Could you copy out the records below, swapping "The formatting is shown in this example" for "Use this sample format" everywhere it occurs and changing nothing else? Leave the pictures out of your copy.

====== AVAILABLE DATA

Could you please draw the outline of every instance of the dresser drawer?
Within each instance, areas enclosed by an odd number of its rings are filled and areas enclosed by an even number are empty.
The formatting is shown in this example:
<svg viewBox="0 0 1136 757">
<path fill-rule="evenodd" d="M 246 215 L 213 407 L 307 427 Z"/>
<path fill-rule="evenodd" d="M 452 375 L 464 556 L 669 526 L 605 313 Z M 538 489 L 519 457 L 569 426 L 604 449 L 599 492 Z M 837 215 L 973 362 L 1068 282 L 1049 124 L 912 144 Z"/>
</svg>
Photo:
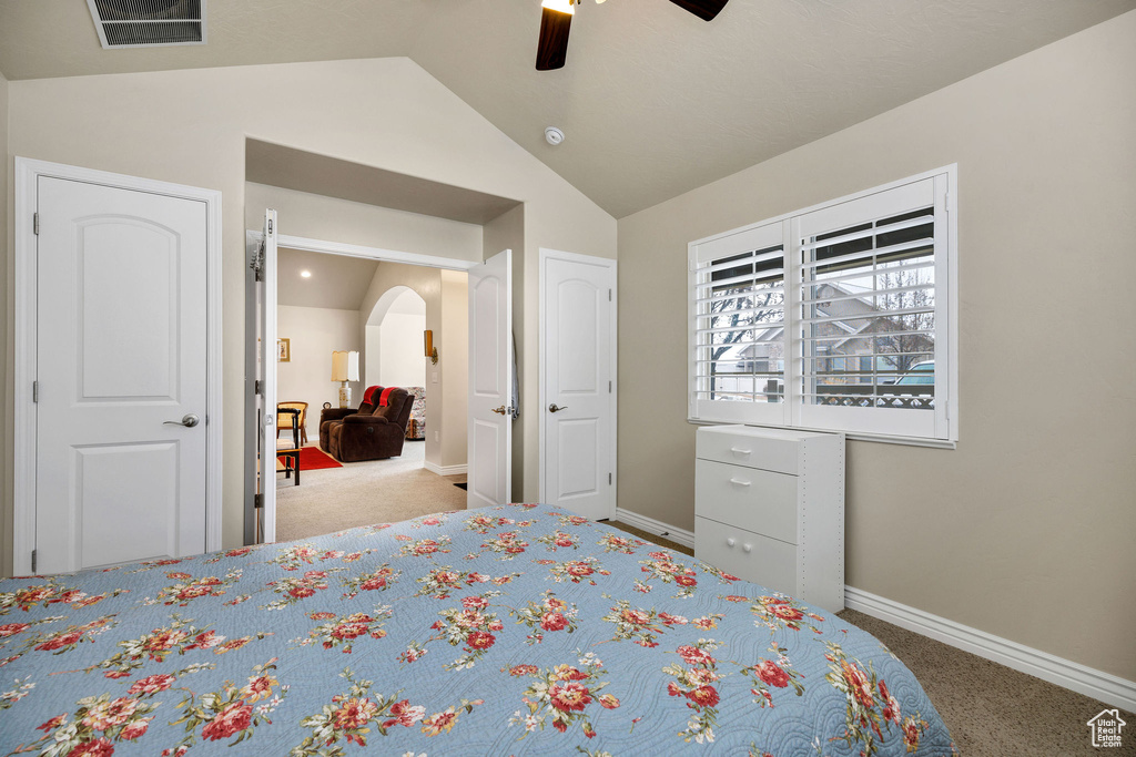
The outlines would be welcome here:
<svg viewBox="0 0 1136 757">
<path fill-rule="evenodd" d="M 791 544 L 760 533 L 694 519 L 695 557 L 774 591 L 797 594 L 796 550 Z"/>
<path fill-rule="evenodd" d="M 797 472 L 799 434 L 744 426 L 703 428 L 695 437 L 695 456 L 778 473 Z"/>
<path fill-rule="evenodd" d="M 694 514 L 797 544 L 797 478 L 755 468 L 694 461 Z"/>
</svg>

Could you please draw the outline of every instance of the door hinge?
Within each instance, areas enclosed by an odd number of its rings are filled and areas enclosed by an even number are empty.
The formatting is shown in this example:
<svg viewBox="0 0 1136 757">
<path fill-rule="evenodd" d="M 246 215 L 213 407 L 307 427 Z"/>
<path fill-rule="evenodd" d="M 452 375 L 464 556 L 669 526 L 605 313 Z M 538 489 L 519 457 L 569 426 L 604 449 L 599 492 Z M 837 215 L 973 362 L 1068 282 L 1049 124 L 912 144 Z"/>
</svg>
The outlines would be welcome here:
<svg viewBox="0 0 1136 757">
<path fill-rule="evenodd" d="M 249 260 L 249 268 L 252 269 L 253 277 L 258 281 L 265 280 L 265 241 L 261 239 L 260 244 L 257 245 L 257 251 L 252 253 L 252 258 Z"/>
</svg>

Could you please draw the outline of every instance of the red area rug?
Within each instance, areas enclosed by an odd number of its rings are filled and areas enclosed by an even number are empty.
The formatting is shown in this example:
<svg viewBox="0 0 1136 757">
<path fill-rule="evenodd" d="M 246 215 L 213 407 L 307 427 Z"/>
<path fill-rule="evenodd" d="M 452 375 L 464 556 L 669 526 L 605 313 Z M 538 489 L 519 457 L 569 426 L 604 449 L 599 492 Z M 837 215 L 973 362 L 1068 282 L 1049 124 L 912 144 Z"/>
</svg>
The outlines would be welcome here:
<svg viewBox="0 0 1136 757">
<path fill-rule="evenodd" d="M 277 460 L 284 462 L 281 457 Z M 300 447 L 300 472 L 317 471 L 320 468 L 343 468 L 343 463 L 319 447 Z"/>
</svg>

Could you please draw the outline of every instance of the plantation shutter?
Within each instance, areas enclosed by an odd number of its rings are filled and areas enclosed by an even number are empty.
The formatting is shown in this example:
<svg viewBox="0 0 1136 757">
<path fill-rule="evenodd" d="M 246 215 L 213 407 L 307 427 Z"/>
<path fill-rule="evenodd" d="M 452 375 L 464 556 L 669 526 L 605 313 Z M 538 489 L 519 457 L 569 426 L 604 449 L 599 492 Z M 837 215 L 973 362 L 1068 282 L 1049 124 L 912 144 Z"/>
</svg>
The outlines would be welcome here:
<svg viewBox="0 0 1136 757">
<path fill-rule="evenodd" d="M 692 242 L 690 419 L 957 439 L 953 177 Z"/>
<path fill-rule="evenodd" d="M 938 194 L 933 177 L 794 219 L 802 426 L 935 435 Z"/>
<path fill-rule="evenodd" d="M 784 226 L 691 251 L 694 418 L 785 422 Z"/>
</svg>

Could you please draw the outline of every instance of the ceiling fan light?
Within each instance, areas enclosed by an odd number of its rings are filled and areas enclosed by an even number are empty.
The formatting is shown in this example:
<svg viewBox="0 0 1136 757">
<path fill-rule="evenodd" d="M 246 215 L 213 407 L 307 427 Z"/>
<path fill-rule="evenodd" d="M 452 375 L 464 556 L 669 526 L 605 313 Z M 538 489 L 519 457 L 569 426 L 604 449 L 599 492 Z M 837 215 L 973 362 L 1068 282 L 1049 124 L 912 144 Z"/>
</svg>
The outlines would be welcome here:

============

WRITTEN RESPONSE:
Could you please draw the outline of every instance of the dresser drawer?
Within each instance, areas enclosed by an odd number of its rings are filled and areas enclosed by an even number are empty.
Use this sample format:
<svg viewBox="0 0 1136 757">
<path fill-rule="evenodd" d="M 246 215 L 213 407 L 307 427 Z"/>
<path fill-rule="evenodd" d="M 452 375 L 464 556 L 669 526 L 605 313 Z M 538 489 L 519 457 L 569 426 L 604 449 L 599 492 Z M 837 215 L 973 362 L 1068 282 L 1049 124 L 912 144 Z"/>
</svg>
Photo:
The outlines would be welcome here:
<svg viewBox="0 0 1136 757">
<path fill-rule="evenodd" d="M 791 544 L 760 533 L 694 519 L 695 557 L 774 591 L 797 594 L 796 550 Z"/>
<path fill-rule="evenodd" d="M 797 472 L 799 434 L 744 426 L 703 428 L 695 437 L 695 456 L 778 473 Z"/>
<path fill-rule="evenodd" d="M 694 514 L 797 544 L 797 478 L 755 468 L 694 461 Z"/>
</svg>

Could you please draw the outline of every instance of the door hinge?
Within each instance, areas enclosed by an odd number of its rings are filled and areas enclosed by an even number are empty.
Use this sample format:
<svg viewBox="0 0 1136 757">
<path fill-rule="evenodd" d="M 246 215 L 213 407 L 307 427 Z"/>
<path fill-rule="evenodd" d="M 452 375 L 464 556 L 669 526 L 605 313 Z M 538 489 L 519 457 L 569 426 L 604 449 L 599 492 Z M 837 215 L 973 362 L 1068 282 L 1049 124 L 912 144 Z"/>
</svg>
The outlines would be welcome here:
<svg viewBox="0 0 1136 757">
<path fill-rule="evenodd" d="M 249 260 L 249 268 L 252 269 L 253 277 L 258 281 L 265 280 L 265 241 L 261 239 L 260 244 L 257 245 L 257 251 L 252 253 L 252 258 Z"/>
</svg>

Could you please draw the outline of every instance of the red area rug?
Within each instance, areas enclosed by an odd number of its rings are filled and areas enclosed by an even number are empty.
Use this sample format:
<svg viewBox="0 0 1136 757">
<path fill-rule="evenodd" d="M 246 215 L 213 407 L 307 427 Z"/>
<path fill-rule="evenodd" d="M 452 375 L 464 556 L 669 526 L 605 313 Z M 538 489 L 519 457 L 569 426 L 604 449 L 599 492 Z M 837 215 L 973 362 L 1068 282 L 1049 124 L 912 144 Z"/>
</svg>
The outlines would be welcome here:
<svg viewBox="0 0 1136 757">
<path fill-rule="evenodd" d="M 277 460 L 284 462 L 281 457 Z M 300 447 L 300 472 L 317 471 L 320 468 L 343 468 L 343 463 L 319 447 Z"/>
</svg>

Could you please draw the outline of every instance of the plantation shutter?
Within each instance, areas enclosed by an odd number of its rings are filled and areas enclosed by an even number are empty.
Use this sample format:
<svg viewBox="0 0 1136 757">
<path fill-rule="evenodd" d="M 246 215 L 213 407 L 307 427 Z"/>
<path fill-rule="evenodd" d="M 452 375 L 464 556 L 669 526 L 605 313 Z M 538 489 L 519 457 L 569 426 L 604 449 L 599 492 Z M 837 215 L 973 362 L 1068 282 L 1049 124 L 912 144 Z"/>
</svg>
The outlines would be welcome here:
<svg viewBox="0 0 1136 757">
<path fill-rule="evenodd" d="M 692 242 L 690 419 L 957 439 L 953 177 Z"/>
<path fill-rule="evenodd" d="M 938 194 L 933 177 L 794 219 L 802 426 L 935 435 Z"/>
<path fill-rule="evenodd" d="M 784 226 L 691 251 L 694 418 L 785 422 Z"/>
</svg>

Could you please draw the outline of every instance of the ceiling fan light?
Within each instance, areas enclosed by an odd number of its rings are filled and areas enclosed by an even number are empty.
Use this sample format:
<svg viewBox="0 0 1136 757">
<path fill-rule="evenodd" d="M 246 215 L 213 407 L 307 427 Z"/>
<path fill-rule="evenodd" d="M 452 375 L 464 556 L 669 526 L 605 313 Z M 538 489 L 519 457 L 569 426 L 604 449 L 599 492 Z M 837 215 L 973 362 L 1068 282 L 1049 124 L 912 144 Z"/>
</svg>
The outlines would be welcome here:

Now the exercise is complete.